■ Work request
Please copy exactly the lines that run from the start of the entries to the line containing "positive clicks: (884, 564)", inclusive.
____________________
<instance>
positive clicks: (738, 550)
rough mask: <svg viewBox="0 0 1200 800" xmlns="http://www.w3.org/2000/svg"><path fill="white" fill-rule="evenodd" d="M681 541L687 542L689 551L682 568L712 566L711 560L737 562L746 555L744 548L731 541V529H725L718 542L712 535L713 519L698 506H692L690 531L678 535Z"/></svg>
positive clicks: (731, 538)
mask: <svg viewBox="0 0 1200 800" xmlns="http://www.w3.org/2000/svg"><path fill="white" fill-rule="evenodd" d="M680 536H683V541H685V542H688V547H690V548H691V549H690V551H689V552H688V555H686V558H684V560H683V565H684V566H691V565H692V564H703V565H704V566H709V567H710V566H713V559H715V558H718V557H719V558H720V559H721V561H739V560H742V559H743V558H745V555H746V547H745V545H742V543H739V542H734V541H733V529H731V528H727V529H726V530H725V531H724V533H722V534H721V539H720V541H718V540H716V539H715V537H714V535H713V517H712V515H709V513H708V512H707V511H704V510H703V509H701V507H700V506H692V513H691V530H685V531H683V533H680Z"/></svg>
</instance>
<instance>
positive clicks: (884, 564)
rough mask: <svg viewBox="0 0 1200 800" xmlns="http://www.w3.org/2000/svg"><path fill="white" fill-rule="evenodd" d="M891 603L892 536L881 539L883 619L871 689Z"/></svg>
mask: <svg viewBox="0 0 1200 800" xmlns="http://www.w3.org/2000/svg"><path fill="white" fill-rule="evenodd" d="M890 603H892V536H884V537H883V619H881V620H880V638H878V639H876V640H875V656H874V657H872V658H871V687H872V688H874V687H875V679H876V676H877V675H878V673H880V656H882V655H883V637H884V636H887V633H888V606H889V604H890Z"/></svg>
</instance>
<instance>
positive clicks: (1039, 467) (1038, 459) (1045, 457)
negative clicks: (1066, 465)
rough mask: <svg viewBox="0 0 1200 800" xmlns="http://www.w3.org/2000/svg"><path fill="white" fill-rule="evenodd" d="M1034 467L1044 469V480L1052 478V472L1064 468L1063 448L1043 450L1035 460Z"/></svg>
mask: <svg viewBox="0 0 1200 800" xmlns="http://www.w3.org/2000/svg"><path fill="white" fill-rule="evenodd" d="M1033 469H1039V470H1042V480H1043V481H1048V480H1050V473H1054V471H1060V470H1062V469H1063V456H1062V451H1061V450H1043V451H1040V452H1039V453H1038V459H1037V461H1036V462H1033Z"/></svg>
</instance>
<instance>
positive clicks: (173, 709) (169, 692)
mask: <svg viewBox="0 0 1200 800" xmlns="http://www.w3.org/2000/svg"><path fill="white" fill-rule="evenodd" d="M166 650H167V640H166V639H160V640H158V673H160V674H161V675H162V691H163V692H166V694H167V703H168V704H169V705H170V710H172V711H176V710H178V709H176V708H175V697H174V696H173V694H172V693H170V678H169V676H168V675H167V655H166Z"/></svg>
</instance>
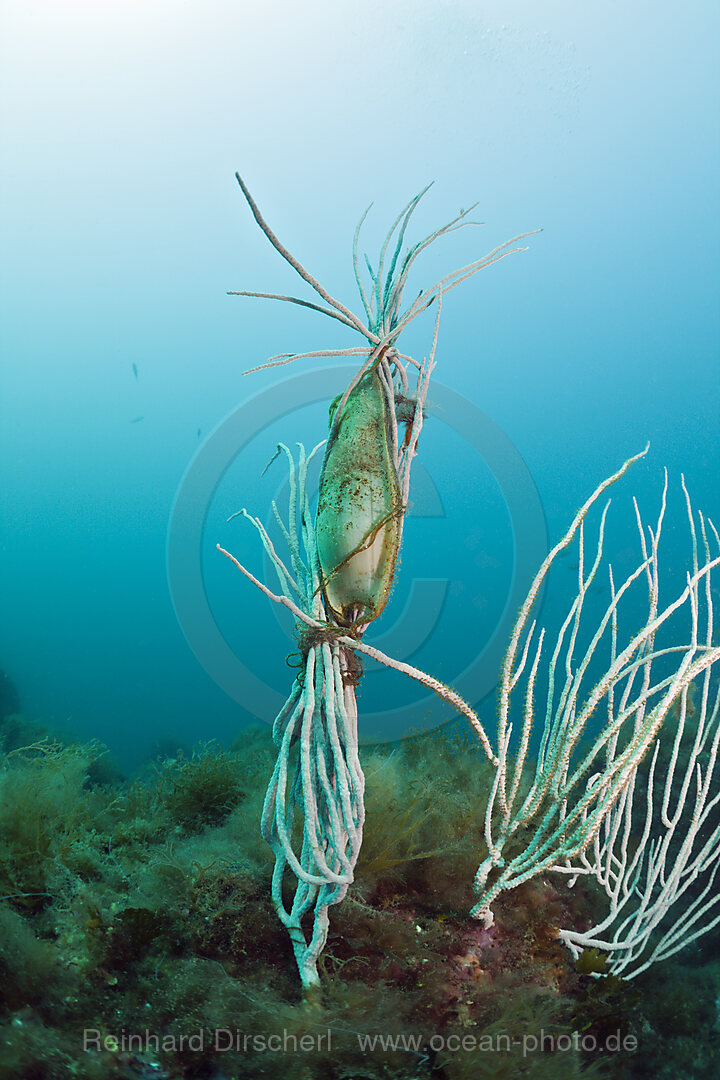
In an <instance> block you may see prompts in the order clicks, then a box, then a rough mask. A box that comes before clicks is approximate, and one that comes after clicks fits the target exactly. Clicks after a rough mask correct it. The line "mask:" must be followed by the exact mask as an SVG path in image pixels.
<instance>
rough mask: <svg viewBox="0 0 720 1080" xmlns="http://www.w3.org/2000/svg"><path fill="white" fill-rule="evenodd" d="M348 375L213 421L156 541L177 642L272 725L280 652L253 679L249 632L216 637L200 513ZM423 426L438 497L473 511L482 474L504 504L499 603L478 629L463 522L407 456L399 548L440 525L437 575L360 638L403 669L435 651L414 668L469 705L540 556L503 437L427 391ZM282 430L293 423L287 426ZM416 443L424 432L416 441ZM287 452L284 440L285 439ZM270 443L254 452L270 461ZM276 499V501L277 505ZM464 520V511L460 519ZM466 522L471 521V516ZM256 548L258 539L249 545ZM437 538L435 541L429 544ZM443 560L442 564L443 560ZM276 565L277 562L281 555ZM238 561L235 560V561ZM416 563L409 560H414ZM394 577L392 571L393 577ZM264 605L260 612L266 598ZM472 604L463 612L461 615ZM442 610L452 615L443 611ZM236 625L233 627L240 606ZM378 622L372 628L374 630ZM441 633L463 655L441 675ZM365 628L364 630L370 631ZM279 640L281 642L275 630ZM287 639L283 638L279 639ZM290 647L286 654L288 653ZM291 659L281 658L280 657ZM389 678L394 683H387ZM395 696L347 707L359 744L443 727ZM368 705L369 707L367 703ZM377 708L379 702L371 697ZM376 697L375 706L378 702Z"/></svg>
mask: <svg viewBox="0 0 720 1080" xmlns="http://www.w3.org/2000/svg"><path fill="white" fill-rule="evenodd" d="M355 372H356V368H354V367H351V366H348V365H343V366H338V367H334V368H329V369H327V368H325V369H322V370H314V372H305V373H302V374H300V375H296V376H293V377H290V378H288V379H286V380H284V381H283V382H281V383H280V384H279V386H274V387H271V388H269V389H267V390H263V391H260V392H259V393H256V394H255V395H254V396H253V397H250V399H249V400H248V401H246V402H244V403H243V404H242V405H240V406H237V408H235V409H233V411H232V413H231V414H230V415H229V416H227V417H226V418H225V420H222V421H221V422H220V423H219V424H218V427H217V428H216V429H215V431H214V432H213V433H212V434H210V435H209V436H208V437H207V438H206V440H205V442H204V443H203V444H202V445H201V446H200V447H199V449H198V453H196V454H195V456H194V458H193V459H192V461H191V462H190V464H189V467H188V469H187V471H186V474H185V476H184V477H182V481H181V483H180V486H179V489H178V492H177V496H176V499H175V504H174V508H173V512H172V515H171V521H169V527H168V535H167V577H168V583H169V590H171V595H172V599H173V604H174V607H175V611H176V615H177V619H178V622H179V624H180V627H181V630H182V633H184V634H185V637H186V639H187V642H188V644H189V646H190V648H191V649H192V651H193V652H194V654H195V657H196V658H198V660H199V661H200V663H201V664H202V665H203V667H204V669H205V671H206V672H207V674H208V675H209V676H210V677H212V678H213V679H214V681H215V683H216V684H217V685H218V686H219V687H220V688H221V689H222V690H225V692H226V693H228V694H229V696H230V697H231V698H232V699H234V700H235V701H237V702H239V704H241V705H242V706H243V708H245V710H246V711H247V712H249V713H250V714H253V715H254V716H256V717H258V718H259V719H261V720H264V721H267V723H272V720H273V719H274V717H275V716H276V714H277V713H279V712H280V708H281V706H282V705H283V703H284V701H285V699H286V697H287V693H288V692H289V689H290V680H291V679H293V677H294V675H293V673H291V672H290V671H288V667H287V666H286V664H285V662H284V656H283V653H282V650H281V651H279V654H277V663H276V666H275V667H274V669H273V671H276V677H275V676H274V675H273V676H271V677H264V678H263V677H260V676H259V675H258V674H257V671H258V669H259V667H260V666H262V665H261V664H259V663H258V661H259V658H260V654H261V651H262V650H263V649H264V647H266V642H264V640H263V639H261V638H260V637H259V636H258V635H257V634H255V633H254V632H253V626H252V625H246V626H244V627H242V629H243V635H242V643H241V645H240V646H239V645H237V643H235V645H233V644H231V642H230V639H229V635H228V634H227V633H226V632H225V631H223V629H222V620H221V619H218V617H217V612H216V611H214V607H213V604H212V602H210V599H209V596H208V589H207V586H206V580H205V572H204V564H205V563H206V559H207V557H208V552H210V551H212V552H213V553H214V554H216V555H217V558H218V559H220V558H222V556H221V555H219V554H218V553H215V544H216V542H217V540H218V539H220V538H219V537H212V536H208V535H207V521H208V511H209V508H210V505H212V503H213V500H214V498H215V496H216V492H217V491H218V488H219V487H220V484H221V482H222V480H223V477H225V476H226V474H227V473H228V472H229V470H230V469H231V468H233V467H236V465H237V462H239V461H240V462H242V460H243V456H244V455H247V454H248V451H249V448H250V445H252V444H253V443H255V442H256V441H257V440H258V437H259V436H261V435H262V433H263V432H268V429H270V428H271V426H273V424H275V423H276V422H277V421H279V420H283V419H285V418H289V417H290V416H291V415H293V414H297V413H299V411H300V410H301V409H303V408H305V407H308V406H311V405H316V404H317V403H322V402H327V403H329V401H330V400H331V399H332V397H334V396H335V395H336V394H337V393H339V392H341V391H342V389H343V388H344V387H345V386H347V384H348V382H349V380H350V379H351V378H352V376H353V375H354V374H355ZM431 399H432V418H433V423H435V422H437V421H438V420H439V422H441V423H443V424H447V426H448V427H449V428H450V429H451V431H452V433H453V441H454V443H453V447H452V448H451V468H450V470H449V472H450V475H449V476H448V475H447V473H446V475H445V476H444V484H445V486H446V488H447V487H448V485H450V486H451V487H452V488H453V489H456V490H461V491H462V492H463V494H464V496H465V507H467V505H470V507H472V508H473V511H474V510H475V509H476V510H477V513H478V515H481V513H483V507H481V505H478V507H477V508H475V507H474V504H473V498H474V494H475V491H476V490H477V491H478V496H479V492H480V488H481V484H480V482H479V478H478V477H479V470H480V468H485V470H486V471H489V473H490V475H491V477H492V480H493V481H494V484H495V485H497V488H498V490H499V492H500V497H501V500H502V502H503V503H504V507H505V510H506V515H507V518H508V528H507V532H508V540H507V543H508V545H510V546H511V548H512V552H508V553H506V554H507V563H508V572H507V573H506V576H505V577H506V580H505V584H504V589H505V595H504V598H502V599H501V602H500V603H498V604H497V605H495V606H494V615H493V616H492V622H491V625H488V624H487V620H486V623H485V625H483V630H481V633H480V632H479V631H478V625H479V623H478V617H477V607H478V604H477V595H478V593H477V584H476V583H474V582H472V581H470V582H468V581H467V580H462V579H467V577H468V567H467V566H466V565H465V564H463V561H462V559H459V558H458V550H459V548H461V546H462V543H463V538H462V536H461V534H462V532H463V530H464V522H462V521H461V522H458V521H454V522H452V523H450V521H449V518H448V516H447V514H446V510H445V500H444V498H443V497H441V494H440V489H439V488H440V487H441V486H443V484H440V485H439V486H438V483H437V482H436V480H435V478H434V476H433V473H432V471H431V470H432V469H433V462H432V461H430V460H425V458H424V457H423V456H422V454H421V455H419V457H418V458H416V460H415V462H413V464H412V480H411V485H410V499H411V502H412V501H413V498H415V494H416V491H418V490H419V491H420V492H421V498H420V499H419V500H416V505H415V507H412V508H411V510H410V512H409V515H408V517H409V519H408V521H406V526H405V539H404V545H405V544H406V543H407V539H408V534H409V531H410V530H411V529H413V528H417V527H418V526H419V523H420V522H422V521H427V522H429V523H431V524H429V526H427V527H429V528H430V527H431V525H432V523H434V524H435V525H436V524H437V523H438V522H440V523H447V524H448V525H451V528H449V529H448V532H449V535H448V536H445V537H443V538H441V548H443V563H441V565H443V566H444V567H445V566H446V567H447V573H446V575H445V576H437V577H435V578H423V577H413V578H412V579H411V580H410V581H409V583H406V584H405V590H406V599H405V603H404V605H403V608H402V610H400V611H399V612H398V615H397V616H396V617H395V619H394V621H393V622H392V625H390V626H389V627H388V629H384V630H381V629H380V627H378V629H377V632H376V633H375V634H371V633H370V632H369V631H368V633H367V634H366V640H368V643H369V644H371V645H373V646H375V647H377V648H379V649H381V650H382V651H383V652H385V653H388V654H389V656H391V657H393V659H396V660H404V661H406V662H409V663H415V660H413V659H410V658H411V657H413V656H415V654H417V653H418V652H419V651H422V656H423V658H426V657H427V656H430V657H431V658H432V649H433V648H435V647H437V649H438V650H439V651H441V652H443V671H441V672H438V671H437V670H433V667H432V660H431V662H430V663H427V664H426V669H425V670H427V672H429V674H431V675H435V676H436V677H439V678H441V680H443V681H444V683H446V684H448V685H449V686H451V687H452V688H453V689H454V690H457V691H458V693H460V694H461V697H463V698H464V699H465V701H467V702H468V703H471V704H474V703H477V702H478V701H480V700H481V699H483V698H485V697H486V696H487V694H488V693H489V692H490V691H491V690H492V689H493V688H494V686H495V685H497V681H498V678H499V673H500V669H501V664H502V659H503V656H504V652H505V648H506V646H507V640H508V638H510V634H511V631H512V627H513V624H514V621H515V619H516V616H517V611H518V609H519V607H520V605H521V604H522V600H524V599H525V597H526V595H527V592H528V589H529V586H530V583H531V581H532V579H533V577H534V575H535V572H536V570H538V567H539V566H540V564H541V562H542V559H543V558H544V557H545V554H546V552H547V531H546V525H545V515H544V512H543V508H542V503H541V501H540V497H539V495H538V490H536V488H535V485H534V483H533V480H532V476H531V475H530V472H529V470H528V468H527V465H526V464H525V461H524V460H522V458H521V456H520V454H519V453H518V450H517V449H516V447H515V446H514V445H513V443H512V442H511V440H510V438H508V437H507V435H506V434H505V433H504V432H503V431H502V430H501V429H500V428H499V427H498V426H497V424H495V423H494V422H493V421H492V420H491V419H490V418H489V417H488V416H487V415H486V414H485V413H483V410H481V409H479V408H478V407H477V406H476V405H474V404H473V403H472V402H470V401H468V400H467V399H466V397H464V396H463V395H462V394H459V393H458V392H457V391H454V390H451V389H450V388H448V387H445V386H443V384H441V383H439V382H436V381H433V383H432V387H431ZM287 429H288V431H289V432H291V430H293V424H291V423H288V424H287ZM423 437H424V432H423ZM286 442H287V443H288V445H289V446H293V440H291V438H286ZM274 445H275V444H274V443H273V444H272V445H269V446H268V447H266V448H264V449H267V450H269V451H270V453H272V450H273V449H274ZM287 489H288V485H287V482H285V483H284V485H282V486H281V489H280V491H279V492H277V497H276V501H277V505H279V509H280V508H282V507H283V505H286V504H287V498H286V494H287ZM284 496H285V498H284ZM267 509H268V508H267V507H254V508H249V507H248V510H250V512H253V513H258V512H264V511H267ZM464 514H465V517H466V516H468V515H467V510H465V511H464ZM471 516H474V514H473V515H471ZM254 539H257V540H258V543H259V538H254ZM436 539H437V538H436ZM445 553H447V557H445ZM281 557H284V553H281ZM241 562H244V558H242V557H241ZM416 562H417V559H416ZM264 569H266V571H267V573H268V577H266V579H264V583H266V584H267V585H268V586H269V588H270V589H271V590H272V591H273V592H277V588H276V581H274V580H272V577H271V573H272V566H271V563H270V561H269V559H266V564H264ZM470 569H471V570H472V576H475V577H477V576H478V575H481V573H484V572H485V573H489V575H492V573H493V567H492V565H490V566H485V567H483V559H481V557H480V556H479V555H475V557H474V558H473V567H471V568H470ZM228 571H229V572H230V571H232V572H234V573H235V576H236V583H237V594H239V596H241V595H242V591H243V590H252V589H253V585H252V584H250V583H249V582H248V581H246V580H245V579H244V578H243V577H242V575H240V573H239V572H237V571H236V570H233V568H232V567H231V566H230V565H229V564H228ZM403 572H404V570H403V568H400V570H399V573H400V576H402V575H403ZM268 603H269V604H270V602H269V600H268ZM473 603H475V610H474V609H473ZM450 608H453V610H449V609H450ZM239 609H240V610H241V615H240V618H241V620H242V607H241V606H240V605H239ZM381 622H382V620H381ZM449 627H454V633H456V635H457V638H458V640H460V639H462V643H463V645H464V649H458V650H457V653H458V661H457V664H456V666H457V669H458V670H456V671H448V666H450V667H451V666H452V657H453V650H452V649H448V634H449ZM372 630H376V627H375V626H373V627H372ZM283 632H284V633H286V634H287V633H288V631H287V627H286V625H285V624H283ZM290 639H291V638H290ZM291 648H296V646H293V647H291ZM290 650H291V649H288V651H290ZM378 667H379V665H377V664H375V662H372V661H366V664H365V678H364V683H365V681H366V680H371V679H372V678H379V677H383V678H386V677H388V671H386V669H384V667H380V672H381V673H383V674H382V676H380V675H379V673H378ZM395 677H396V678H397V677H398V676H395ZM403 686H404V688H407V701H406V702H405V703H402V704H395V705H393V706H389V707H380V708H378V707H373V708H370V710H369V711H367V712H366V711H365V708H364V707H363V701H362V700H361V703H359V713H361V725H362V730H363V734H364V735H366V737H368V738H370V739H372V740H375V741H396V740H398V739H402V738H404V737H405V735H407V733H408V731H410V730H418V729H424V730H431V729H432V728H434V727H437V726H438V725H439V724H441V723H444V721H446V720H447V719H448V708H449V706H448V705H447V704H446V703H445V702H444V701H441V700H440V699H438V698H437V697H436V696H435V694H433V693H431V692H430V691H427V690H426V689H425V688H424V687H423V686H422V685H421V684H416V685H415V686H410V685H409V684H408V683H407V681H403ZM368 697H372V694H369V696H368ZM375 697H376V698H378V697H379V698H380V699H382V697H383V694H376V696H375ZM385 697H386V696H385Z"/></svg>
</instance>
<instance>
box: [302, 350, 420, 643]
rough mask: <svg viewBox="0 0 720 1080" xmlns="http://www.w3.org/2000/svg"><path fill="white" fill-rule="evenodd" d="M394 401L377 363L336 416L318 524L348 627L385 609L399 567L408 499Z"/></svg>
mask: <svg viewBox="0 0 720 1080" xmlns="http://www.w3.org/2000/svg"><path fill="white" fill-rule="evenodd" d="M392 407H393V405H392V403H389V402H388V397H386V393H385V391H384V389H383V384H382V382H381V380H380V377H379V375H378V372H377V369H376V368H373V369H372V370H370V372H368V374H367V375H365V376H364V377H363V378H362V379H361V381H359V382H358V383H357V386H356V387H355V388H354V390H353V391H352V392H351V393H350V395H349V396H348V401H347V402H345V405H344V408H343V409H342V413H341V415H340V416H339V417H337V416H336V418H335V420H334V422H332V427H331V431H330V437H329V440H328V445H327V450H326V451H325V460H324V462H323V471H322V474H321V481H320V498H318V502H317V517H316V521H315V537H316V542H317V557H318V561H320V567H321V571H322V576H323V594H324V596H325V602H326V605H327V607H328V608H329V610H330V611H331V613H332V616H334V617H335V618H336V619H337V621H338V622H340V623H343V624H345V625H351V624H352V623H355V622H358V623H365V622H370V621H371V620H372V619H377V617H378V616H379V615H380V612H381V611H382V609H383V607H384V606H385V603H386V600H388V596H389V594H390V586H391V584H392V580H393V575H394V572H395V563H396V562H397V553H398V548H399V538H400V524H402V521H400V519H402V513H403V504H402V503H403V500H402V496H400V490H399V485H398V482H397V472H396V470H395V464H394V461H393V455H392V436H391V430H392V428H391V416H390V409H391V408H392Z"/></svg>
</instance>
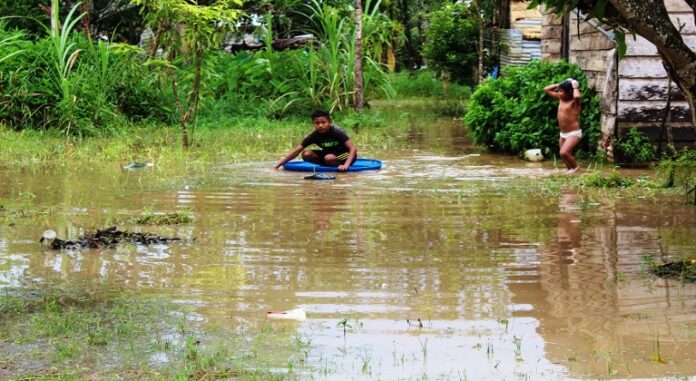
____________________
■ Response
<instance>
positive clicks: (738, 550)
rough mask: <svg viewBox="0 0 1200 800" xmlns="http://www.w3.org/2000/svg"><path fill="white" fill-rule="evenodd" d="M681 541L687 542L689 551L682 568L712 566L711 560L737 562L746 555L744 548L731 541V529H725L718 542L712 535L713 519L698 506H692L690 531L678 535Z"/></svg>
positive clicks: (731, 538)
mask: <svg viewBox="0 0 1200 800" xmlns="http://www.w3.org/2000/svg"><path fill="white" fill-rule="evenodd" d="M680 536H683V541H685V542H688V547H690V548H691V549H690V551H689V552H688V555H686V558H684V560H683V565H684V566H691V565H692V564H703V565H704V566H709V567H710V566H713V559H715V558H718V557H719V558H720V559H721V561H739V560H742V559H743V558H745V555H746V547H745V545H742V543H739V542H734V541H733V529H731V528H727V529H726V530H725V531H724V533H722V534H721V539H720V541H718V540H716V539H715V537H714V535H713V517H712V515H709V513H708V512H707V511H704V510H703V509H701V507H700V506H692V513H691V530H685V531H683V533H680Z"/></svg>
</instance>
<instance>
positive clicks: (884, 564)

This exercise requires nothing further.